> Task brief
Beginning at the line that contains "Exercise. Mark the rear", transcribe every line up to the last one in the material below. Include no other lines.

# # # # #

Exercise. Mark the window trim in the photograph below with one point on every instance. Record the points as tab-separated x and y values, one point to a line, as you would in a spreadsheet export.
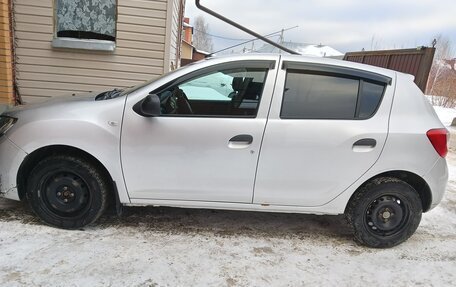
337	70
336	75
268	65
79	43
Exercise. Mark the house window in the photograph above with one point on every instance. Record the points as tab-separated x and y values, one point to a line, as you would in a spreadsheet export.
85	20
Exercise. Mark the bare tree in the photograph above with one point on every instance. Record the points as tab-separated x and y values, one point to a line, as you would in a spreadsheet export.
201	38
441	82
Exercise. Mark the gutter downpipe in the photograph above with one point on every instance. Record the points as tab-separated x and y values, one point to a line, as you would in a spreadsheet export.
254	34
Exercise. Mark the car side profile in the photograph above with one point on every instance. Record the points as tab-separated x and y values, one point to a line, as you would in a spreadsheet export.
270	133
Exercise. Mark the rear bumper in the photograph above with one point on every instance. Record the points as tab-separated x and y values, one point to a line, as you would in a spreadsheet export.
11	158
437	179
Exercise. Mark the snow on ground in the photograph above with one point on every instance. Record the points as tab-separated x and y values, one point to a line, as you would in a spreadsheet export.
179	247
446	115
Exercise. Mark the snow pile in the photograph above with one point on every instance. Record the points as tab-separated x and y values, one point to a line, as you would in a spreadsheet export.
446	115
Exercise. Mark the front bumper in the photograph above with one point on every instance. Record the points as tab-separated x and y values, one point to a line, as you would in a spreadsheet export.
437	179
11	157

# # # # #

> Solved problem
Exercise. Mark the rear bumper in the photograph above with one point on every instance. Record the points as tab-separated x and y values, one point to a line, as you would in a spreadsheet export.
11	158
437	179
Exercise. Mark the snow on ground in the photograph above with one point on every instance. Record the points as tab-separated x and y values, one point to a line, as you would in a spreadsheet export.
179	247
446	115
Exercise. Mark the snow pile in the photograph above with one point on every instance. Record the points as tab-separated x and y values, one point to a line, as you would in a spreadsheet export.
446	115
Exercise. Mark the front bumper in the photograph above with one point on every instance. Record the points as tab-separated x and y values, one point to a line, as you would in a spreadsheet export.
437	179
11	157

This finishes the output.